───── SELECTED TEXT ─────

School of Biological Sciences and Essex Sustainability Institute, University of Essex, Wivenhoe Park, Colchester, Essex CO43SQ, UK.
Centre for Sports and Exercise Science, School of Biological Sciences, University of Essex, Wivenhoe Park, Colchester, Essex CO43SQ, UK.



Allotments in the UK are popular and waiting lists long. There is, however, little evidence on the health benefits of allotment gardening. The aims of this study were to determine the impacts of a session of allotment gardening on self-esteem and mood and to compare the mental well-being of allotment gardeners with non-gardeners.


Self-esteem, mood and general health were measured in 136 allotment gardeners pre- and post- an allotment session, and 133 non-gardener controls. Allotment gardeners also detailed the time spent on their allotment in the current session and previous 7 days, and their length of tenure.


Paired t-tests revealed a significant improvement in self-esteem (P < 0.05) and mood (P < 0.001) as a result of one allotment session. Linear regression revealed that neither the time spent on the allotment in the current session, the previous 7 days or the length of tenure affected the impacts on self-esteem and mood (P > 0.05). One-way ANCOVA revealed that allotment gardeners had a significantly better self-esteem, total mood disturbance and general health (P < 0.001), experiencing less depression and fatigue and more vigour (P < 0.0083).


Allotment gardening can play a key role in promoting mental well-being and could be used as a preventive health measure.

─────

EXERCISE: In the allotment gardening study, how many allotment gardeners had their self-esteem, mood and general health measured?

───── GIVEN INFORMATION ─────

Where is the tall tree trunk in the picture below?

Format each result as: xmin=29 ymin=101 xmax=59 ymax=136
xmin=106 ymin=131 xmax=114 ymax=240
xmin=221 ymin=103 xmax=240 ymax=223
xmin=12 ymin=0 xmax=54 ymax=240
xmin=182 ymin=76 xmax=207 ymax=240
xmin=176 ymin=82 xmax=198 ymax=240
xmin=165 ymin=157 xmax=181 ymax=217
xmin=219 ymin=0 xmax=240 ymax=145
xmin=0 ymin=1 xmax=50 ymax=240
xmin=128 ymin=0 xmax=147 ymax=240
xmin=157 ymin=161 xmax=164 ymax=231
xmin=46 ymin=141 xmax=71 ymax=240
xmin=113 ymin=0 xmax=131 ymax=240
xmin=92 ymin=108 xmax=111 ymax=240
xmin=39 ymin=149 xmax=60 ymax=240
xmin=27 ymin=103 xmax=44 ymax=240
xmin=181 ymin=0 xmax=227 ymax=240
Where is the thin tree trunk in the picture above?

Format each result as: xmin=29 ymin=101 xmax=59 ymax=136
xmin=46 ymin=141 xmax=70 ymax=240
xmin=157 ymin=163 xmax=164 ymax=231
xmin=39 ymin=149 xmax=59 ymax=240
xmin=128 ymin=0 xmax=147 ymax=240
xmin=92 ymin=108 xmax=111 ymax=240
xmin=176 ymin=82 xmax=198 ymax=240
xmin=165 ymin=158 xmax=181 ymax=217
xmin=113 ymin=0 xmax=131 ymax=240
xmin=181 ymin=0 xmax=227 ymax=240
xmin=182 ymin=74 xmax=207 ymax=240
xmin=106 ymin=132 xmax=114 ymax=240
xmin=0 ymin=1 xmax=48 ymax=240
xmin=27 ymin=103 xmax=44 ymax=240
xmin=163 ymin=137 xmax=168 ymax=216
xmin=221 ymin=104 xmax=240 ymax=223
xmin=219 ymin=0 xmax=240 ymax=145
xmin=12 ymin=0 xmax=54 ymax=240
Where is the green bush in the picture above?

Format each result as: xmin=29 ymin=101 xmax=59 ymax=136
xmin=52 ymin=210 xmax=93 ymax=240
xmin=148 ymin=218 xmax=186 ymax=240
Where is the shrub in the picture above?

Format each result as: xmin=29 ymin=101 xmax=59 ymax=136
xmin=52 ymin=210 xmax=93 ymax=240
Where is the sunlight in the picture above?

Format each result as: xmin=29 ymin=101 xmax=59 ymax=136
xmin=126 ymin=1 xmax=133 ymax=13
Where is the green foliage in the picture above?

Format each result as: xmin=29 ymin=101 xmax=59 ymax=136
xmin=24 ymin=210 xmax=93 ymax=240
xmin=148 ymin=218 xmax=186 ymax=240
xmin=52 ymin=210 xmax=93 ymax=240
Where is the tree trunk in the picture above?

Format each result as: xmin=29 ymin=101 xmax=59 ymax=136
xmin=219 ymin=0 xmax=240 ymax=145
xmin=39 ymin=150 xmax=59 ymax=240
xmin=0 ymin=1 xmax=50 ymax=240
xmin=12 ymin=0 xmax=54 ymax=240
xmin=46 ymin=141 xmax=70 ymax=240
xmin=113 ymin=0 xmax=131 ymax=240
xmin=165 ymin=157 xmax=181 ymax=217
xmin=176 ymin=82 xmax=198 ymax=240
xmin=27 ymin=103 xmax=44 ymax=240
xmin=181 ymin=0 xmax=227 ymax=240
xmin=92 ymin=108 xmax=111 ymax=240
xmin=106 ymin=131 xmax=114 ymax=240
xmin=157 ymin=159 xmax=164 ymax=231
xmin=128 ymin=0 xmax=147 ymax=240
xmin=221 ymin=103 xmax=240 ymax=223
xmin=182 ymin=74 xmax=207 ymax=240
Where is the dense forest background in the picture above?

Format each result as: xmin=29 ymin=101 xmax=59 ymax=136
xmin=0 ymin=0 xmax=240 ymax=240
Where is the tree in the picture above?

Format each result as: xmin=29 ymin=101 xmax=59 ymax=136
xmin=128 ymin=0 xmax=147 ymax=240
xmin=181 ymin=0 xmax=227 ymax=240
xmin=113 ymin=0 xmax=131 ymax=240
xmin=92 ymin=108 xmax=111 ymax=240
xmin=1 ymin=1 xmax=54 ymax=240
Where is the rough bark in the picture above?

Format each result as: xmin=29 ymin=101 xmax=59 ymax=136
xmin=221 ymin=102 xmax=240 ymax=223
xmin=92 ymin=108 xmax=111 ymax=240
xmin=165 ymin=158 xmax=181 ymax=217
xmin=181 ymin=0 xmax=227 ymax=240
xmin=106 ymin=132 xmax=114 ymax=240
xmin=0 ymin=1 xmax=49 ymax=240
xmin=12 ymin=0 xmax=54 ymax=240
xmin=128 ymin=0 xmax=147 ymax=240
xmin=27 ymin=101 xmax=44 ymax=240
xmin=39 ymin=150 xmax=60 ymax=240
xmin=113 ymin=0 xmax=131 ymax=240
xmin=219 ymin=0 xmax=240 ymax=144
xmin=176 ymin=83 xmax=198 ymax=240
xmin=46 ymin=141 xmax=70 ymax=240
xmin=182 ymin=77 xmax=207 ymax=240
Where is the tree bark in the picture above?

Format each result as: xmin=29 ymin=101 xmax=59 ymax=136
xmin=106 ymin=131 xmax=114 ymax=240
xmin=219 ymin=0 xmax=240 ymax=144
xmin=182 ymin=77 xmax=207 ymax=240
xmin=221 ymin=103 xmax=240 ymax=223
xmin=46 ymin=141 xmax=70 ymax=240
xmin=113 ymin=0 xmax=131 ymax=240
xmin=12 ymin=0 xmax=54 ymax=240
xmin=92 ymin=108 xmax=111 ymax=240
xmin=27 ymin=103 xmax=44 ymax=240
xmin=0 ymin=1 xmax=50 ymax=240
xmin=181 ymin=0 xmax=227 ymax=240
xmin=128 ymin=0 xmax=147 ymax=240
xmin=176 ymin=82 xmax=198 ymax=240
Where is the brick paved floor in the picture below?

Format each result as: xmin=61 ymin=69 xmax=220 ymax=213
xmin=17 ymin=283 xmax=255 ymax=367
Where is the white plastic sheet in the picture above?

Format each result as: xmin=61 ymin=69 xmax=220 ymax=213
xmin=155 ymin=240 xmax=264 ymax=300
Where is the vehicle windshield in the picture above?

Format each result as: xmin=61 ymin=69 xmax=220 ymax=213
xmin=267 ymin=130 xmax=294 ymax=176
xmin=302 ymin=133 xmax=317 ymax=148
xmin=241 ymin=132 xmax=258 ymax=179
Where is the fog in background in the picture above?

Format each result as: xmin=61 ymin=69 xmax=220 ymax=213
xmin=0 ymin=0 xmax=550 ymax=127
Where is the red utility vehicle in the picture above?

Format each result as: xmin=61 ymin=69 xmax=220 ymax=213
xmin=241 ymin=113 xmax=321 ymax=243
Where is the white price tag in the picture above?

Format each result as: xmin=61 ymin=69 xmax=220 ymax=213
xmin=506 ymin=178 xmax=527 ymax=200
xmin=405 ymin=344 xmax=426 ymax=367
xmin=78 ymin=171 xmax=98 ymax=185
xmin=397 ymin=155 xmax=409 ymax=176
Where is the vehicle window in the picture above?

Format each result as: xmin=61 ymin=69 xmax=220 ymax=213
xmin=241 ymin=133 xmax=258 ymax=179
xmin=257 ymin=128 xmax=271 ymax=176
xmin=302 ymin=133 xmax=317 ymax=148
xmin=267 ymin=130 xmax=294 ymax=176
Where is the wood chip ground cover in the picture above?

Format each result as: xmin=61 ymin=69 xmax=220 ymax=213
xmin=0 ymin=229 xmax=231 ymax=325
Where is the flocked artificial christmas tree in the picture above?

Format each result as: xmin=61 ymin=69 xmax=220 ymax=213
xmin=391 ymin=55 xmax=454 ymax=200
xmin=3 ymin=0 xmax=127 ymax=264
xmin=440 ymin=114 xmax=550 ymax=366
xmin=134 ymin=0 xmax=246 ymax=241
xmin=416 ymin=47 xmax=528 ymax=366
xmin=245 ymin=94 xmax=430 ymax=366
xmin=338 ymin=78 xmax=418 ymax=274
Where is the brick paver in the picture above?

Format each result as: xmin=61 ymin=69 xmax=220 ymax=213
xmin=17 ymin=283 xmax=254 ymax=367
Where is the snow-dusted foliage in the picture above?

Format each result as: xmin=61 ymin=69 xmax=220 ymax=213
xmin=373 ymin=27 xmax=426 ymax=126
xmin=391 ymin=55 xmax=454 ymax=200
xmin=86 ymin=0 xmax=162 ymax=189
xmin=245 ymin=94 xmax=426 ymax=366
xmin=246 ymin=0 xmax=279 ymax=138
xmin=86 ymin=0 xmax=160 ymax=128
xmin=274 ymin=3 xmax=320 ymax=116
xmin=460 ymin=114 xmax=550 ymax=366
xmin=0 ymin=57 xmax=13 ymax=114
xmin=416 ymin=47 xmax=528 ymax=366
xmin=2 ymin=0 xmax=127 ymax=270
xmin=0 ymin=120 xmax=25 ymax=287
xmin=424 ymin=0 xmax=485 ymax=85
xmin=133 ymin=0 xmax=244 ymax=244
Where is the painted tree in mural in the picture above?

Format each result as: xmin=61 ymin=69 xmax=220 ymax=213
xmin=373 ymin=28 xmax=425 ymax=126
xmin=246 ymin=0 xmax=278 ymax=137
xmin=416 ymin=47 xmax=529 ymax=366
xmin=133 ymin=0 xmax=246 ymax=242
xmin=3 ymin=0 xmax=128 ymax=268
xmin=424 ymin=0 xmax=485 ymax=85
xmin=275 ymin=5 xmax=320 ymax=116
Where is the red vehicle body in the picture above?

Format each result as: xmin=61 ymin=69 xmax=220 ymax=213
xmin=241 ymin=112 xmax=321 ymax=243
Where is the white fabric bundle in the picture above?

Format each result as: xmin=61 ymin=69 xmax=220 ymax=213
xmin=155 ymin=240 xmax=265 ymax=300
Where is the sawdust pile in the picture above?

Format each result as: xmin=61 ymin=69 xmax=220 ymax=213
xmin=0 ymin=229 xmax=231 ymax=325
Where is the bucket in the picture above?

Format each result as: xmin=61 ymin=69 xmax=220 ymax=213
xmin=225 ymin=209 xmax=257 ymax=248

─────

RESPONSE AREA: 136 allotment gardeners.